SHORT PROBLEM:
Retype every one of the following rows word for word, with no changes.
= = = =
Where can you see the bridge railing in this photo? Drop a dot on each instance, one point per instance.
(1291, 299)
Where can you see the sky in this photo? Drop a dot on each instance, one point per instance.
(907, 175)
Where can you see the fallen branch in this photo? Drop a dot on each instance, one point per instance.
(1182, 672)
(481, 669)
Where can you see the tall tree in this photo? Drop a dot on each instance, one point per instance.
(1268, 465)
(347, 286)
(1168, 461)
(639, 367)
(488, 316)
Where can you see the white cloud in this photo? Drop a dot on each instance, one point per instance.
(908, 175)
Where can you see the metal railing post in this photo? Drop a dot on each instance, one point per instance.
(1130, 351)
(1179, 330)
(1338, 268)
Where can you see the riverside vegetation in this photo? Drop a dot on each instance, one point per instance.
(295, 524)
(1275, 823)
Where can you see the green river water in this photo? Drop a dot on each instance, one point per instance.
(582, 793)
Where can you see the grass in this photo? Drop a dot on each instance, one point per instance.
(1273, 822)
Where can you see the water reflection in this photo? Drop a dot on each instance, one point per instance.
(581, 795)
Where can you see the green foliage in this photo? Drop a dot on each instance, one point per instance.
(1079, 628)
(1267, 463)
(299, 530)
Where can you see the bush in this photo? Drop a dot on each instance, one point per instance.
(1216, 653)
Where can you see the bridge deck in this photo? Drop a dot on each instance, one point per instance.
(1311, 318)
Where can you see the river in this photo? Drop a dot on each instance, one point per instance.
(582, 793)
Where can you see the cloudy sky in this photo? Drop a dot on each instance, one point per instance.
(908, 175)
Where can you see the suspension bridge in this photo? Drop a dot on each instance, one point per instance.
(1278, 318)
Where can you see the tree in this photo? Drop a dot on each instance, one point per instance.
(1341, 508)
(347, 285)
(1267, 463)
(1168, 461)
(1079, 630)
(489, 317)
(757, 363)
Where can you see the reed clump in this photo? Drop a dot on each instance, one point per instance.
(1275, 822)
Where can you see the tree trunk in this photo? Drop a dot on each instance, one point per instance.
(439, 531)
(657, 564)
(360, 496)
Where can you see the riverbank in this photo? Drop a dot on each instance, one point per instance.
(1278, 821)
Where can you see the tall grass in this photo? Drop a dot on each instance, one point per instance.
= = = =
SOLUTION TO THIS EXERCISE:
Where can you see the bridge railing in this photo? Drop a dot on each instance, one point per instance.
(1291, 299)
Where can you see the sky in this photo? Drop a dot on each instance, one point per instance.
(907, 175)
Where can you see the fallen branch in this photo? Drop a dot on each instance, one point per instance.
(1182, 672)
(481, 669)
Where can you see the tall tree in this photo? Drop a dot on each instance, one point per instance.
(1268, 465)
(347, 286)
(1168, 461)
(639, 367)
(488, 316)
Where can you see the white cloud in this photo? Drop a dot on each instance, one point per instance.
(908, 175)
Where can you see the metal railing post in this photo? Drop a dot on each instance, one point per instance.
(1130, 351)
(1179, 330)
(1338, 268)
Where can you see the riverside vegetation in this photo? Drop a dot on each instance, one point per instance.
(295, 524)
(1275, 823)
Where can you see the green river water in this photo? Drop a dot on each instance, one point per instance.
(582, 793)
Where can you see the grass in this photo? Drop a dot on each instance, one point per instance.
(1273, 822)
Where can you see the water reflection in this photo? Drop a dot on each instance, one point per instance.
(581, 795)
Where can you see the green foliage in this photo? Drop a dot on each instance, one point per instance.
(1079, 628)
(1267, 463)
(299, 530)
Where can you see the bush in this photo? Drop a dot on each instance, one point per instance.
(1216, 653)
Where can you see the bridge deck in this photo? Drop a dot on each instance, one point per instance.
(1311, 318)
Where can you see the river in this photo? Drop a dot on each instance, one point per instance.
(582, 793)
Where can you see the cloudy sky in this photo? Drop a dot on each instance, one point per instance.
(908, 175)
Where can you see the suspension bridge in this photo? Drop a dot on each instance, one point per instance.
(1278, 318)
Where can you see the tree in this photo? Drop a dot on each instance, one point per instance.
(1341, 508)
(347, 285)
(1267, 463)
(1168, 461)
(1079, 630)
(489, 317)
(757, 363)
Where can you see the reed clump in this photo? Drop a dot on each instance, one point per instance.
(1275, 822)
Where can you see the tree trunk in this photo? Drop a dot on each instance, one point per instance.
(439, 531)
(657, 564)
(360, 496)
Where can you see the riverbank in this photo? Drop a dot on each instance, one point per instance.
(1278, 821)
Where can you see the tall grass in this photo? Drop a dot on each instance, one point per instance.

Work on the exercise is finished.